Task to complete: Reproduce the data below exactly. Skip the pictures.

Region pointing data
***
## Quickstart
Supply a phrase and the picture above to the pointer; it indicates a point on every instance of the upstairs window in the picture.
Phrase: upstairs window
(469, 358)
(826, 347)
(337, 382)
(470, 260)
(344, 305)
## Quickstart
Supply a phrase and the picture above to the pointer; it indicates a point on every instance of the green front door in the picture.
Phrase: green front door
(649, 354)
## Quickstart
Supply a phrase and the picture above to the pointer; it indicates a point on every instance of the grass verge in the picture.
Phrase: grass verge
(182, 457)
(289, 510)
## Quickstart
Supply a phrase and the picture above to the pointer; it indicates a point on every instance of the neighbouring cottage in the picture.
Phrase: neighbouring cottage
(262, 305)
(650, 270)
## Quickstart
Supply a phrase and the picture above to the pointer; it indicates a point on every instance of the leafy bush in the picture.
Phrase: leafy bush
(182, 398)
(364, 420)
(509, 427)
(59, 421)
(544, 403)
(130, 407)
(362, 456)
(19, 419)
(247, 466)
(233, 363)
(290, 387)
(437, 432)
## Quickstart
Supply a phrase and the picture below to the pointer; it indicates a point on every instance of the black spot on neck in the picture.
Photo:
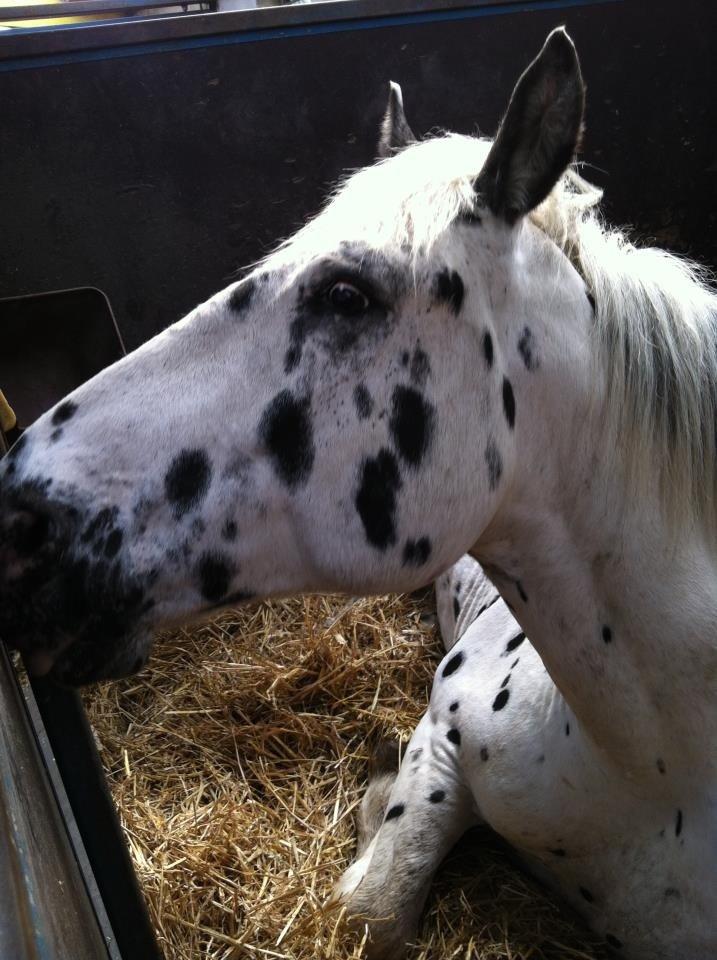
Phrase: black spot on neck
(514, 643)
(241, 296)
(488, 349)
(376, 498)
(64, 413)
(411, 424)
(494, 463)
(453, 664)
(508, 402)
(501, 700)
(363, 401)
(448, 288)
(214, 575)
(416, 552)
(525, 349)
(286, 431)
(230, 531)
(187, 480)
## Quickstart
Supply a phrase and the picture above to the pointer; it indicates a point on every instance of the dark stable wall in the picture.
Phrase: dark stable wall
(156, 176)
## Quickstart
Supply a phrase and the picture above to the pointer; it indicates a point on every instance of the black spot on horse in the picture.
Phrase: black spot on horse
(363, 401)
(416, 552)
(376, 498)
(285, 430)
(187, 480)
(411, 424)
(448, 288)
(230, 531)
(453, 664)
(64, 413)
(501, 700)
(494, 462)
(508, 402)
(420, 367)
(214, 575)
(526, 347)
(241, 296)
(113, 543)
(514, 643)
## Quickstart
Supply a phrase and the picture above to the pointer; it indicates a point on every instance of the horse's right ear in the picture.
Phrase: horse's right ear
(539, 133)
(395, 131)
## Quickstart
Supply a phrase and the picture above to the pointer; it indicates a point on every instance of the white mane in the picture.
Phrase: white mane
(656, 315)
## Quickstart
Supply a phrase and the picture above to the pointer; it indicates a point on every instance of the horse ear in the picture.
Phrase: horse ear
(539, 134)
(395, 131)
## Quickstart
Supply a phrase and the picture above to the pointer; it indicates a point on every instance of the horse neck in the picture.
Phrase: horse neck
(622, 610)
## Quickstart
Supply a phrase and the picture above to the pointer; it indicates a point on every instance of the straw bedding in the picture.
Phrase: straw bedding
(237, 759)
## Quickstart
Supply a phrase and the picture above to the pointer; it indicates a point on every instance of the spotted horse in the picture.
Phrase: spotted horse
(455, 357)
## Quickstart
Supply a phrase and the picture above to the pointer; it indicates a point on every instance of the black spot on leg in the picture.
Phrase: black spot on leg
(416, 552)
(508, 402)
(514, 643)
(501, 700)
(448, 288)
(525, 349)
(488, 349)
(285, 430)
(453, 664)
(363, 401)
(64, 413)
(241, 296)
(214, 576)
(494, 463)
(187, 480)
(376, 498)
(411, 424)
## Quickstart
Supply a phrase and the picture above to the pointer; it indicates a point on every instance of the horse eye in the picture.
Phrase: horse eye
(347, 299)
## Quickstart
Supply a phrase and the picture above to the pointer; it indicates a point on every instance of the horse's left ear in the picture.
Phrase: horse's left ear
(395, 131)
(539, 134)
***
Exercise solution:
## Quickstart
Supply a phrase and the picture above to the pointer; it indicates a point on every instance of the upstairs window in the picture.
Phrase: upstairs window
(469, 358)
(826, 347)
(337, 382)
(470, 260)
(344, 305)
## Quickstart
Supply a phrase and the picture above to the pointer; it indicates a point on every instance of the green front door in the picture.
Phrase: green front door
(649, 354)
## Quickstart
Supply a phrase and the picture above to the pointer; it indicates a point on every instance of the grass verge in the picture.
Phrase: grass verge
(182, 457)
(289, 510)
## Quickstart
Supply a phrase and the picture above to the pointer; it indicates a point on every instance of the neighbouring cottage in the picture.
Phrase: neighbouring cottage
(262, 305)
(650, 270)
## Quickstart
Supply a phrase and the picture above to the pointer; it indicates a point on every instance of the leafy bush in the picture.
Phrase: leafy bush
(182, 398)
(364, 420)
(509, 427)
(59, 421)
(544, 403)
(130, 407)
(362, 456)
(19, 419)
(247, 466)
(233, 363)
(290, 387)
(437, 432)
## Quickstart
Supply a phrase and the picture below to the pointer; it indicates a point on every instance of the black spot on neck in the picture.
Photo:
Phrase: black spot on neck
(514, 643)
(241, 296)
(488, 349)
(376, 498)
(64, 413)
(411, 424)
(494, 463)
(453, 664)
(508, 402)
(501, 700)
(363, 401)
(448, 288)
(214, 575)
(416, 552)
(525, 349)
(286, 431)
(230, 531)
(187, 480)
## Quickstart
Supply a phrase and the picture above to the pointer; it indicates a point on every instance of the dark stable wall in the picture.
Phrase: dark stable wall
(156, 176)
## Quickstart
Supply a phrase and the picture above to the pointer; it indicates a point on every instance of the black spot on horse in the picture.
Phrase: black spot on horse
(363, 401)
(416, 552)
(376, 498)
(285, 430)
(187, 480)
(411, 424)
(448, 288)
(230, 531)
(453, 664)
(64, 413)
(501, 700)
(494, 462)
(508, 402)
(420, 367)
(214, 575)
(526, 347)
(241, 296)
(113, 543)
(514, 643)
## Quickstart
Supply a phrase and the picture above to the pointer; it indicates a point on every instance of the horse's right ear in the picture.
Phrase: horse's right ear
(539, 133)
(395, 131)
## Quickstart
Supply a phrase and the picture above to the pointer; it indicates a point on every instance of the white mane in the picture.
Phrase: white mane
(656, 315)
## Quickstart
Supply a phrase and the picture above to the pointer; it indicates a point on every instance of the horse ear in the picture.
Phrase: horse ear
(539, 134)
(395, 131)
## Quickstart
Supply a phrase and the picture above to the pointer; it indicates a point on every instance of the horse neck in the picture.
Phrase: horse neck
(622, 610)
## Quickstart
Supply a phrase and the picture above to the pointer; it indicates a point on every instance of the straw bedding in the picture.
Phrase: straw bedding
(237, 759)
## Quickstart
Supply a phrase and the picture above to the pointer; it indicates a point on every instance of the spotted horse in the picture.
Phrase: spotted horse
(455, 357)
## Quickstart
Supply a phrase and the picture above to the pointer; it indicates a point on every instance of the black spot on leg in the picture.
Phrase: black spot on leg
(416, 552)
(508, 402)
(514, 643)
(501, 700)
(448, 288)
(525, 349)
(488, 349)
(285, 430)
(453, 664)
(363, 401)
(64, 413)
(241, 296)
(214, 576)
(494, 463)
(187, 480)
(376, 498)
(411, 424)
## Quickstart
Supply a phrase and the picture above to the pointer; it indicates a point on every instance of the horse eye in the picture.
Phrase: horse eye
(347, 299)
## Quickstart
Supply a phrase and the picture above to the pointer; it indicates a point on every instance of the horse's left ear in the picture.
Phrase: horse's left ear
(395, 131)
(539, 134)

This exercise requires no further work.